• _What needs to be done_: Copy every one of the following items word for word, with no changes.
╭─ Material provided
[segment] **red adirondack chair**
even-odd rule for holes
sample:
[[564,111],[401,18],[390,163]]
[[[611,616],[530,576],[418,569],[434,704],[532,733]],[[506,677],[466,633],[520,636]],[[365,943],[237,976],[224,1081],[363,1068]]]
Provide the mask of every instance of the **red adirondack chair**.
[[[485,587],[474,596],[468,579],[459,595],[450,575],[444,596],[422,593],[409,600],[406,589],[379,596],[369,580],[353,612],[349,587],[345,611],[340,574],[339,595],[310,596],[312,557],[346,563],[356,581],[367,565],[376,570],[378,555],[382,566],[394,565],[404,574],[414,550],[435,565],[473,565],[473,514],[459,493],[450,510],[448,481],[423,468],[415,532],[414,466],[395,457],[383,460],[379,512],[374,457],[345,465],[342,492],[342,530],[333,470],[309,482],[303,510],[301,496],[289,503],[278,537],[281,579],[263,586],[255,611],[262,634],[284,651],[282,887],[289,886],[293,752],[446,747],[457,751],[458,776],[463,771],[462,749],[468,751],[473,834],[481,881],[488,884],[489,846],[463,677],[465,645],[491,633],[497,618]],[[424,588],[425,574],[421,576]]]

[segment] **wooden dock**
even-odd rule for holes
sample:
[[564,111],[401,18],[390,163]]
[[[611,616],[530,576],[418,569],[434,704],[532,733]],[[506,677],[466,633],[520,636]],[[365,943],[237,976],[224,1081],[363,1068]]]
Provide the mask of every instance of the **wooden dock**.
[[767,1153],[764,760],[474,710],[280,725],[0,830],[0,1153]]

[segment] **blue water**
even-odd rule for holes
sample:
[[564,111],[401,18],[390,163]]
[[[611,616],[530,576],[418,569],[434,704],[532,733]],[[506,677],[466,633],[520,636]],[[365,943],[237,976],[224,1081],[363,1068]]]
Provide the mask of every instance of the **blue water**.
╰─
• _The output_:
[segment] **red adirondack chair**
even-odd rule for holes
sample:
[[564,111],[401,18],[390,163]]
[[[611,616],[530,576],[418,569],[434,704],[532,733]],[[506,677],[466,633],[520,636]],[[365,943],[237,976],[224,1081],[363,1068]]]
Provide the mask of every instance of the **red adirondack chair**.
[[[485,587],[474,596],[468,579],[459,595],[450,575],[444,596],[422,593],[409,600],[406,589],[379,596],[369,580],[353,612],[349,587],[345,611],[340,574],[339,595],[310,596],[312,557],[346,563],[356,581],[367,565],[376,570],[378,555],[382,566],[394,565],[404,574],[414,550],[435,565],[473,565],[473,514],[459,493],[450,510],[448,481],[423,468],[415,532],[414,466],[395,457],[383,460],[379,512],[374,457],[345,465],[342,492],[342,530],[333,470],[309,482],[303,510],[301,496],[289,503],[278,537],[281,579],[263,586],[255,611],[262,634],[284,651],[282,887],[289,886],[293,752],[446,747],[457,751],[458,776],[463,771],[462,749],[468,751],[473,834],[481,881],[488,884],[489,846],[463,677],[465,645],[491,633],[497,618]],[[424,588],[425,574],[421,576]]]

[segment] **wooden dock**
even-odd rule for holes
sample:
[[564,111],[401,18],[390,163]]
[[[611,616],[530,576],[418,569],[434,704],[532,733]],[[506,677],[466,633],[520,636]],[[365,943],[237,976],[224,1081],[363,1068]]]
Provide the mask of every instance of the **wooden dock**.
[[767,1153],[764,760],[474,710],[280,725],[0,830],[0,1153]]

[segment] **blue water**
even-odd rule for holes
sample:
[[564,111],[401,18],[390,163]]
[[[611,616],[530,576],[418,569],[434,704],[532,733]],[[506,677],[466,633],[520,636]],[[365,943],[237,976],[224,1081],[363,1068]]]
Provide the mask of every instance of the **blue water**.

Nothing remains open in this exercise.